#### RECORDS FOR THIS EXERCISE

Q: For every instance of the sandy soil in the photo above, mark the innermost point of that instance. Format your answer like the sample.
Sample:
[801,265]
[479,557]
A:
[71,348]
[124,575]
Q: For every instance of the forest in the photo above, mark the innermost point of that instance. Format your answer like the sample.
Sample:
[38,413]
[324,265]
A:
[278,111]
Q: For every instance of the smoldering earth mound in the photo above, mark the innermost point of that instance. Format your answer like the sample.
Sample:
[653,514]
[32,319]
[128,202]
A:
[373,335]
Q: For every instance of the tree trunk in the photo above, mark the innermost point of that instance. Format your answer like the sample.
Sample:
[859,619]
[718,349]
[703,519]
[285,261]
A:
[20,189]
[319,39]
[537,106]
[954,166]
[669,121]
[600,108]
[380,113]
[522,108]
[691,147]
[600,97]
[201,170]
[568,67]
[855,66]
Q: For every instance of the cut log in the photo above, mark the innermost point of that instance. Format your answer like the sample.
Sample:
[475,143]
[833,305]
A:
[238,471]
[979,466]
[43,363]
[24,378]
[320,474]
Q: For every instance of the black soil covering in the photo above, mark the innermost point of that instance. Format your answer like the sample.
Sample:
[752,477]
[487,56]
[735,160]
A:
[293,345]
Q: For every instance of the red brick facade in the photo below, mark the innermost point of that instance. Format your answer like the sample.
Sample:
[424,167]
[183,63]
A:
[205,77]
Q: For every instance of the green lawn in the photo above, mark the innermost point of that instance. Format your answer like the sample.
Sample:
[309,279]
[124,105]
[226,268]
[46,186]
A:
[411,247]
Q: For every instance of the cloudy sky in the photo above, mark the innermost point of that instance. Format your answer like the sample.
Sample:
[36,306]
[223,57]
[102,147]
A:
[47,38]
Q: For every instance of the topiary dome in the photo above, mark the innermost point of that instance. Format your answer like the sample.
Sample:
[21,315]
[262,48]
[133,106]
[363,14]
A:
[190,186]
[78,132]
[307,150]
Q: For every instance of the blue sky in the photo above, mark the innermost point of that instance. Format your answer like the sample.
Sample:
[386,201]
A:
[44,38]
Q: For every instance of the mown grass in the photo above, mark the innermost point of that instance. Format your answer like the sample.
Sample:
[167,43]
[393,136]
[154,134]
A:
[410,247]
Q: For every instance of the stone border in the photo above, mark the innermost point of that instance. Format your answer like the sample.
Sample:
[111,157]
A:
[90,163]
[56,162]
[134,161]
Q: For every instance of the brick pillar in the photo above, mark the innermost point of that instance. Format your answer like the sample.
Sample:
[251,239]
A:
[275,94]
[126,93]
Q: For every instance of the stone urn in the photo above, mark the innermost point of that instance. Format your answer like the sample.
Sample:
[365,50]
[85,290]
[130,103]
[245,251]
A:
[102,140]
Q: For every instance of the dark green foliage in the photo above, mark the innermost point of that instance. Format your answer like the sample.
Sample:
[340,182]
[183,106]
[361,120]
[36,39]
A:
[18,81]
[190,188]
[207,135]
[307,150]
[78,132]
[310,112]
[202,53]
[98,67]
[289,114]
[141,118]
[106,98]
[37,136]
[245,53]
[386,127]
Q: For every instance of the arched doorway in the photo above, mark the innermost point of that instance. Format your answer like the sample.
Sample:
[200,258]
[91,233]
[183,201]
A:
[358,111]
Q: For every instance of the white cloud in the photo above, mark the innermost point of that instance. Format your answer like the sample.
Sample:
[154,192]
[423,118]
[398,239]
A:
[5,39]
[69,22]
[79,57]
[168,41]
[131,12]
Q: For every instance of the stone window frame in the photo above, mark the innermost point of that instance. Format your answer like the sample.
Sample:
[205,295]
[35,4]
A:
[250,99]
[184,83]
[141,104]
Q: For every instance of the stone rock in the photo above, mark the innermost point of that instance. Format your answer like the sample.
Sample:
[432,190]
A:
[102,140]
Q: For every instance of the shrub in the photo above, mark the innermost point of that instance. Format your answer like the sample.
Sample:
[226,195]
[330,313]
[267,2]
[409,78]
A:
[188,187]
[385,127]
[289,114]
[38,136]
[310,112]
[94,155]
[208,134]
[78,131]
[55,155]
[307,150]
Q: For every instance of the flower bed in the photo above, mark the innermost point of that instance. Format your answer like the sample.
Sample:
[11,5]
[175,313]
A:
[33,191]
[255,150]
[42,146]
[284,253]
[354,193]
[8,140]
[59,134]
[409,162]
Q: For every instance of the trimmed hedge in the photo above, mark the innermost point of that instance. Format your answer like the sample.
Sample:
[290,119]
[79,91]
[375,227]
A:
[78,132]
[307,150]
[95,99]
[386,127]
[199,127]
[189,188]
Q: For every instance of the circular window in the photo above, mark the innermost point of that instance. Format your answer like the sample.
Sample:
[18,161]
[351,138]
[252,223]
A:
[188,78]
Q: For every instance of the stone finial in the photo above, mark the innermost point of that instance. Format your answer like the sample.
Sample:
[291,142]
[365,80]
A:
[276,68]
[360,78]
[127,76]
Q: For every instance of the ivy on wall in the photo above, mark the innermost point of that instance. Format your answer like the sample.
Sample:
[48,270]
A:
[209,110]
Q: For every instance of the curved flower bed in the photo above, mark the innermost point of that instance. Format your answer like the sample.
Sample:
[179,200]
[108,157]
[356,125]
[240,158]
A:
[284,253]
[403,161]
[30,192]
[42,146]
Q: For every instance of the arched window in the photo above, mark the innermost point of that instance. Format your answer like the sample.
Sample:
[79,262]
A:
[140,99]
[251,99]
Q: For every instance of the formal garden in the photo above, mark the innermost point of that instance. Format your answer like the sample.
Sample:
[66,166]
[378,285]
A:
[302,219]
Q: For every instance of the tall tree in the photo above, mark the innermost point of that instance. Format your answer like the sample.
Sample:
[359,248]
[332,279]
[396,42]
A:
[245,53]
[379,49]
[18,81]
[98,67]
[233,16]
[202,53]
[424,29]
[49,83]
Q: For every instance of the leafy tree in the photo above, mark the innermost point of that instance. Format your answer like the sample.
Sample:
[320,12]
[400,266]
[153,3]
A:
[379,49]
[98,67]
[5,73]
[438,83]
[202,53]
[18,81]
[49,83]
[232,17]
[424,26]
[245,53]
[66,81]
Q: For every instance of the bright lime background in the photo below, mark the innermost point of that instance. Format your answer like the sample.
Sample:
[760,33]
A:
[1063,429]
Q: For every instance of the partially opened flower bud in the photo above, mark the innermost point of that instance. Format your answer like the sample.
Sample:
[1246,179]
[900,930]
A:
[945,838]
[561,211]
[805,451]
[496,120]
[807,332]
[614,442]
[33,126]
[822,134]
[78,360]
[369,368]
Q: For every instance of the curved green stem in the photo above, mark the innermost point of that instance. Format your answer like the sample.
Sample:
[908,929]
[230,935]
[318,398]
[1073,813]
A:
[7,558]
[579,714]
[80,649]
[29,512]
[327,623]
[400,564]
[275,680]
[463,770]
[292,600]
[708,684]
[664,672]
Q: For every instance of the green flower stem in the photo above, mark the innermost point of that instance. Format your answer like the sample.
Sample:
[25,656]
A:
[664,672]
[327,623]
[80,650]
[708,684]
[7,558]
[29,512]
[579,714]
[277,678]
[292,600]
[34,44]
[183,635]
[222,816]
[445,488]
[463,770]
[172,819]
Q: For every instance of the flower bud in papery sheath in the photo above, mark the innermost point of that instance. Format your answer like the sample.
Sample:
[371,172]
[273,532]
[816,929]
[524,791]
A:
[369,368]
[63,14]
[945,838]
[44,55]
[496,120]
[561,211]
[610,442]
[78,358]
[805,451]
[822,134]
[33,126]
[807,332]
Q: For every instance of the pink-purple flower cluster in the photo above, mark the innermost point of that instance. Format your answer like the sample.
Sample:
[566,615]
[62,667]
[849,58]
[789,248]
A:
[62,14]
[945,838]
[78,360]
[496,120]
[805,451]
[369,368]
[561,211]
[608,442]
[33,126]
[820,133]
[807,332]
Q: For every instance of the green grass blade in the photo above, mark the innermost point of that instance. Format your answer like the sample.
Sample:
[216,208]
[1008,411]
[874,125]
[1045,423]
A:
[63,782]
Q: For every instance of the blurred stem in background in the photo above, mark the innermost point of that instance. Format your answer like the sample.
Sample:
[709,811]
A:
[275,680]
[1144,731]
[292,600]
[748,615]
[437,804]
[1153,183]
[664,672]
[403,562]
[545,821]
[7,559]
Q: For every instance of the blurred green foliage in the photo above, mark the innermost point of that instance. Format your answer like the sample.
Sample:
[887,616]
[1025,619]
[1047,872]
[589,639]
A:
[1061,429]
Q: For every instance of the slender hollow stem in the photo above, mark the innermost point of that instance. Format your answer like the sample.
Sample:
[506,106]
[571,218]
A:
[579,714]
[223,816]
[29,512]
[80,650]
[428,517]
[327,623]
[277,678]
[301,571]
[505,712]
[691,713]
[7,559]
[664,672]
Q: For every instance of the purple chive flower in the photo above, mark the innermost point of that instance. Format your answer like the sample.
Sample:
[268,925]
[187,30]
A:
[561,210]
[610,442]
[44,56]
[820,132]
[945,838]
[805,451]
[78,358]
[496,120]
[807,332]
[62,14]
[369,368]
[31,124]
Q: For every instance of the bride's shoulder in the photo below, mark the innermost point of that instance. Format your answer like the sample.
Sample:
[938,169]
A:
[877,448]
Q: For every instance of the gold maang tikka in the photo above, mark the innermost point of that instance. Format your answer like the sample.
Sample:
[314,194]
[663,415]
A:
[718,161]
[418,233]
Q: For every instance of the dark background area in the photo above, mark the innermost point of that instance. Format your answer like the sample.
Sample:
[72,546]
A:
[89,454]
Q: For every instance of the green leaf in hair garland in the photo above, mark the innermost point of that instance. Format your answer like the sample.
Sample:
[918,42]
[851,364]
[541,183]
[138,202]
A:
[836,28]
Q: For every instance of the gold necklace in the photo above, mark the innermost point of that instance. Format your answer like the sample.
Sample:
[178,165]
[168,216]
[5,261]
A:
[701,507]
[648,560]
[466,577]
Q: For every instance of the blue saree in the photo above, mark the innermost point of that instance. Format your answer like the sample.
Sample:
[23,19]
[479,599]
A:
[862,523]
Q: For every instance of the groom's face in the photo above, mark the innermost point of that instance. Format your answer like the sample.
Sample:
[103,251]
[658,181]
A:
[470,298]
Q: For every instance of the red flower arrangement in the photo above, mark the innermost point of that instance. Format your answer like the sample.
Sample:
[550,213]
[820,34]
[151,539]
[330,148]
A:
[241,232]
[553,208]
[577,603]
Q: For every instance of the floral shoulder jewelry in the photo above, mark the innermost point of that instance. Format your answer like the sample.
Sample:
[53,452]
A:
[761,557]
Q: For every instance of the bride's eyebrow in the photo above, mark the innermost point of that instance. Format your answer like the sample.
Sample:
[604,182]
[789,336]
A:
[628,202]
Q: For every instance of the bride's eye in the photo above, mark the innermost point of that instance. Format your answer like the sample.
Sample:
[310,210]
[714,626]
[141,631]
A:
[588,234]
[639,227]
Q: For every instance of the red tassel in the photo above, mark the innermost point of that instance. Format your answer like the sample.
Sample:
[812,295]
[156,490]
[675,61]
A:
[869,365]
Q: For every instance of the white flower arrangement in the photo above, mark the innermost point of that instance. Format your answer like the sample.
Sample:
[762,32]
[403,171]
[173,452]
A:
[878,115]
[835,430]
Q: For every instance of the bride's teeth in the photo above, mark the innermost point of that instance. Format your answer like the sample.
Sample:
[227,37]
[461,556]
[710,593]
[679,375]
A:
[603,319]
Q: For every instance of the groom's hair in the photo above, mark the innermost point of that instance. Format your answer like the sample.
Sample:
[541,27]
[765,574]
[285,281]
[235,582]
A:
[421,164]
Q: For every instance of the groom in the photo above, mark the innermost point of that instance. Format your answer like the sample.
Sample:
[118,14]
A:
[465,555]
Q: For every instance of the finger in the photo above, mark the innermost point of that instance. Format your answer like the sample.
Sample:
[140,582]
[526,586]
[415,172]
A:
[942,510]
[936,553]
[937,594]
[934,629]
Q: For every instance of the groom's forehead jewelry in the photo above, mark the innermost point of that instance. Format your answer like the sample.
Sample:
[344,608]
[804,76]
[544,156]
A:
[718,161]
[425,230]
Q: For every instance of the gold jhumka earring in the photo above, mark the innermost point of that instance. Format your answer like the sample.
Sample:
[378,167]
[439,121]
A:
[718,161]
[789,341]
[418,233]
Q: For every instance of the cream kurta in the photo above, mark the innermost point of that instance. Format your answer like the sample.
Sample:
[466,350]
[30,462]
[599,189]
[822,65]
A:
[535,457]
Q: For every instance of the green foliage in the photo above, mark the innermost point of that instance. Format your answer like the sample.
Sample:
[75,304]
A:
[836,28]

########

▶ _WRITTEN REQUEST_: Express the part of the rows that opens with the line containing "Q: For every instance of the bride's teeth" and runs through the end of the rows as a JSON list of strings, one string per line, with blank lines left out.

▶ _RESPONSE TO THE EXERCISE_:
[
  "Q: For every instance of the bride's teeth in the photo above, mark the innermost point of that instance. Format your answer like the sample.",
  "Sample:",
  "[227,37]",
  "[461,556]",
  "[710,593]",
  "[679,375]",
  "A:",
  "[603,319]",
  "Q: For every instance of the groom's hair in the photo above, mark the innermost point of that instance. Format your answer like the sample.",
  "Sample:",
  "[541,27]",
  "[765,574]",
  "[285,281]",
  "[235,582]",
  "A:",
  "[421,164]",
  "Q: For every instance of the groom in the photo above, mark the innermost point of that instance. Format your answer like the sample.",
  "Sample:",
  "[118,14]",
  "A:",
  "[465,555]",
  "Q: For every instance of the finger in the photo above, mark the innermost point of that instance. Format your answer like the sample.",
  "Sample:",
  "[140,582]",
  "[526,586]",
  "[415,172]",
  "A:",
  "[942,510]",
  "[936,553]",
  "[937,594]",
  "[934,629]",
  "Q: For every instance of the groom's forehead jewelry in the photo above, mark the innermost point of that instance. Format your answer like the sample.",
  "Sample:",
  "[344,608]",
  "[804,76]",
  "[544,156]",
  "A:",
  "[718,161]",
  "[425,230]",
  "Q: For every instance of the gold jhumka earring in the photo above, mark the innermost point of that instance. Format your answer like the sample.",
  "Sample:",
  "[378,167]",
  "[439,121]",
  "A:",
  "[718,161]",
  "[789,341]",
  "[418,233]",
  "Q: For every instance of the cream kurta in the photo above, mark the innermost point of that instance. Format your answer like the sample.",
  "Sample:",
  "[466,350]",
  "[30,462]",
  "[599,189]",
  "[822,65]",
  "A:",
  "[535,457]",
  "Q: For every instance of the green foliage in the photo above, mark the innermost point of that instance. Format your answer like the sample.",
  "Sample:",
  "[75,304]",
  "A:",
  "[836,28]"
]